----- TEXTO DEL DOCUMENTO -----

La mirada puesta en lo cotidiano

La escritora hace foco en Diciembre-diciembre, su primera novela, sobre el escepticismo en torno del amor, la familia y los imperativos actuales de felicidad y realización personal.

 Por Silvina Friera

Una joven que está a punto de cumplir treinta años comienza a escribir su diario íntimo en diciembre, a pesar de que el fin de año, las fiestas y los balances mezclados con cerveza y calor no sean la mejor combinación para arrancar. Recientemente separada –perdió un embarazo que fue lo que la había llevado a casarse–, harta de la rutina que impera en su vida –que incluye el trabajo en una empresa de medicina prepaga, la relación con su familia, sobre todo con su madre, y con su amante– decide cambiar. En la escritura va encontrando una brújula que la orienta en medio del desconcierto y la desesperación soterrada; escribe para examinarse y al mismo tiempo reflexionar, para darse cuenta de lo que hace “bien” y de lo que hace “mal”. Sabe que es inconstante, insegura, autoexigente, poco sociable y ciclotímica. Y lo anota. “Me estoy volviendo demasiado escéptica con esto del amor. Y no me gusta. O demasiado lúcida, que no es bueno tampoco. Los demasiados no son bueno. Más pienso, más me enrosco. Y mis pensamientos son últimamente muy extremistas y pendulares. O me estoy viniendo grande o me volví pendularmente extremista. Puede que sea eso. El tiempo nos cambia los puntos de vista, y a mí me los zarandea de una punta a la otra. No tengo más términos medios. No más”, apunta la protagonista. En Diciembre-diciembre (deauno.com), primera novela de Laura Beilin, la escritora aprovecha la maleabilidad del diario íntimo para sondear el pulso de una época en la que el escepticismo inocula su desconfianza en torno al amor, la familia, los imperativos de la felicidad y la realización personal, la educación y los mandatos.

----- EXTRACTOS DE DATOS -----

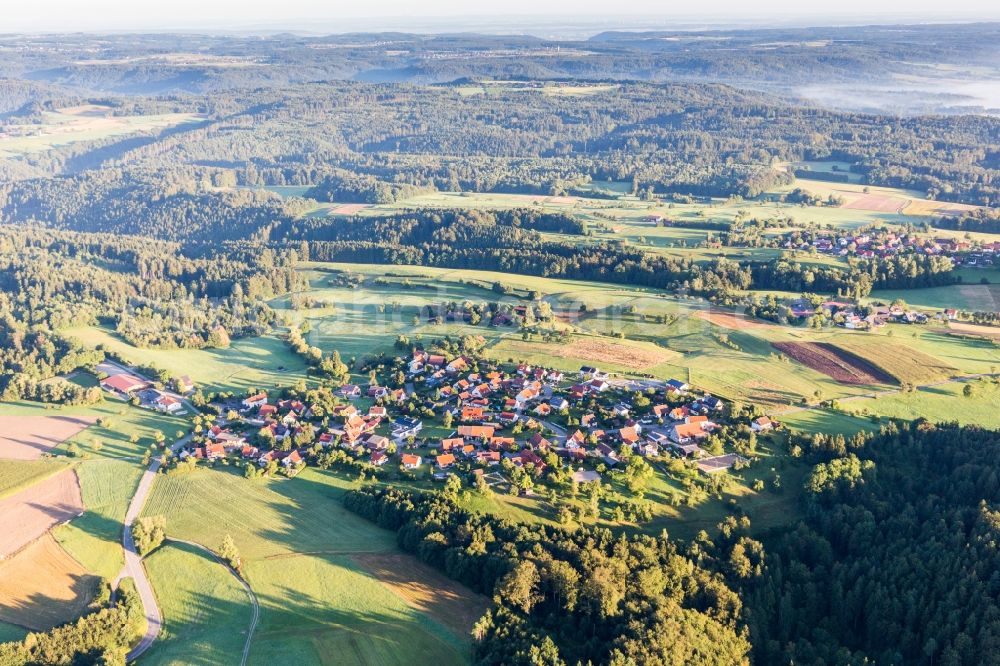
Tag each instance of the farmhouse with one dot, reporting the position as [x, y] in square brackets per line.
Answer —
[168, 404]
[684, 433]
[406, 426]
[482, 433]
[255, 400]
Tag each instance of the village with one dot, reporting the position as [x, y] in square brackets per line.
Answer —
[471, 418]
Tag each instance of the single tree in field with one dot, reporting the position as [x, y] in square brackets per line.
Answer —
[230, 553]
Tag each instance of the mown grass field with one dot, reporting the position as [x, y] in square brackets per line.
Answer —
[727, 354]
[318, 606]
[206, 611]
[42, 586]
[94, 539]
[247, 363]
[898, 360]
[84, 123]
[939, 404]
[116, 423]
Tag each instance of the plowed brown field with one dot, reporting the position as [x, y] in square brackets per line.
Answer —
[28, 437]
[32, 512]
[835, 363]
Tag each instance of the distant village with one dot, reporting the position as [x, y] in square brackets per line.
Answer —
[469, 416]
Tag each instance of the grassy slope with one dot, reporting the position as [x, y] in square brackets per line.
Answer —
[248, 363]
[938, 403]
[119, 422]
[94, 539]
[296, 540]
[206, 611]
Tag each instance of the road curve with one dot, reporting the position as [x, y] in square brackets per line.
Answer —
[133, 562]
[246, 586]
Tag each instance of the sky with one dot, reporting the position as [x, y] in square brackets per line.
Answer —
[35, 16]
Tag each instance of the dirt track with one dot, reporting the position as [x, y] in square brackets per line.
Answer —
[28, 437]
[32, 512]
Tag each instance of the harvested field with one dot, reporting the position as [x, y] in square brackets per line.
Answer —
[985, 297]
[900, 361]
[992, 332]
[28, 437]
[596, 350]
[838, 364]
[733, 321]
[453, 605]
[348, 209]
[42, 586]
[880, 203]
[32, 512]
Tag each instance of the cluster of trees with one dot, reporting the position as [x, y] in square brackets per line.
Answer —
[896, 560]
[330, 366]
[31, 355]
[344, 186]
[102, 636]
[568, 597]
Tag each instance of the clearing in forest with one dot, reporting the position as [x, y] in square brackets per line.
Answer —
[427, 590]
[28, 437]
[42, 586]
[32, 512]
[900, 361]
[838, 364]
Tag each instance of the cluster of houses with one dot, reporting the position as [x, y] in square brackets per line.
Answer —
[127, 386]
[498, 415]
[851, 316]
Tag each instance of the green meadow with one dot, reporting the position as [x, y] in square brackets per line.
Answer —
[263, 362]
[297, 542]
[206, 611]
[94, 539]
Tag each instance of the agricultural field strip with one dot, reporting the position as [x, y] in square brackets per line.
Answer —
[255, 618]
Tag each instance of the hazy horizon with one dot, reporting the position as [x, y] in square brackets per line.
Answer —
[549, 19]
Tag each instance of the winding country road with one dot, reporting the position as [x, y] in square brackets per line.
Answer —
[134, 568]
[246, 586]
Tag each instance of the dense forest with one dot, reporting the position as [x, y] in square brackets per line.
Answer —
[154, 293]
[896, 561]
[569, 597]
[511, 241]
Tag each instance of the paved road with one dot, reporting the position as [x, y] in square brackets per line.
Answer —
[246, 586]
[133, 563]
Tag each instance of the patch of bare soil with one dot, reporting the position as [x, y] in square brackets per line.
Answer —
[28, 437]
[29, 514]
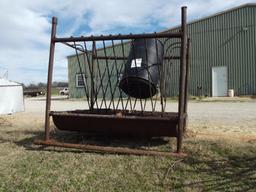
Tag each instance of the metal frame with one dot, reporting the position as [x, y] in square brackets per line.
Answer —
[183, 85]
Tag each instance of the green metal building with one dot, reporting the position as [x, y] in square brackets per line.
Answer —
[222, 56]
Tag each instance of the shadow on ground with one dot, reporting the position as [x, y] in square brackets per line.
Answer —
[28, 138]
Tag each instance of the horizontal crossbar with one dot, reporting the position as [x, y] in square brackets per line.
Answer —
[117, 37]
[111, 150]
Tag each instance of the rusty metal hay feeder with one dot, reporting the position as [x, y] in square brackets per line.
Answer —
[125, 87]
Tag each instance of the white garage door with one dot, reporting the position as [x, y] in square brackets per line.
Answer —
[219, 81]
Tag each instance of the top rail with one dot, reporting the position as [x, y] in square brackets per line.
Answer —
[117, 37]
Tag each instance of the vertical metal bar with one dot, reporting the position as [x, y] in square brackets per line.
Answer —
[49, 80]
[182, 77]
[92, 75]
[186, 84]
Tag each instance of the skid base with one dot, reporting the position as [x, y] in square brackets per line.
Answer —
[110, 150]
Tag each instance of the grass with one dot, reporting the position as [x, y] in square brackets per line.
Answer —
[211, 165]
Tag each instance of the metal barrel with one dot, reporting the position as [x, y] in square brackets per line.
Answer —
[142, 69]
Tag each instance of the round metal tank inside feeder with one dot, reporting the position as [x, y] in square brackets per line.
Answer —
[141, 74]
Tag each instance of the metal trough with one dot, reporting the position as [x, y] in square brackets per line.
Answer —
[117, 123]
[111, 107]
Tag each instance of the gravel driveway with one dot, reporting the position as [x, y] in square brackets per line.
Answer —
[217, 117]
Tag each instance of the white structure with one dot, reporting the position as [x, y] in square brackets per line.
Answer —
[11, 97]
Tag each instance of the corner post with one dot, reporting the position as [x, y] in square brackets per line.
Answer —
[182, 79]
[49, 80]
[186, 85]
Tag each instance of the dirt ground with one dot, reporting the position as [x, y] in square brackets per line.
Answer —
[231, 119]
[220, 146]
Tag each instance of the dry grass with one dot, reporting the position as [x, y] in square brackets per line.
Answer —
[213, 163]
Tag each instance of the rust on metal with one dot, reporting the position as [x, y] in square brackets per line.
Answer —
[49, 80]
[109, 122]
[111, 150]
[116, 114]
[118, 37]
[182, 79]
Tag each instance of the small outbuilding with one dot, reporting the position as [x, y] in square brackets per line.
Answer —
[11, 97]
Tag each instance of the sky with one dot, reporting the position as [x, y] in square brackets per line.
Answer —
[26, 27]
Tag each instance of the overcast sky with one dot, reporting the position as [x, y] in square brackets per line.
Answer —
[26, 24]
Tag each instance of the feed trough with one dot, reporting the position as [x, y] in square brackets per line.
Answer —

-----

**COMPLETA LO SIGUIENTE:**
**1)** Según el artículo sobre Diciembre-diciembre, ¿en qué clase de empresa trabaja la protagonista?
**2)** Cita del artículo sobre Diciembre-diciembre el pasaje que empieza en las palabras "La escritora hace" y termina después de "y realización personal.".

**RESPUESTAS POR TAREA:**
**1)** En una empresa de medicina prepaga.

**2)**
La escritora hace foco en Diciembre-diciembre, su primera novela, sobre el escepticismo en torno del amor, la familia y los imperativos actuales de felicidad y realización personal.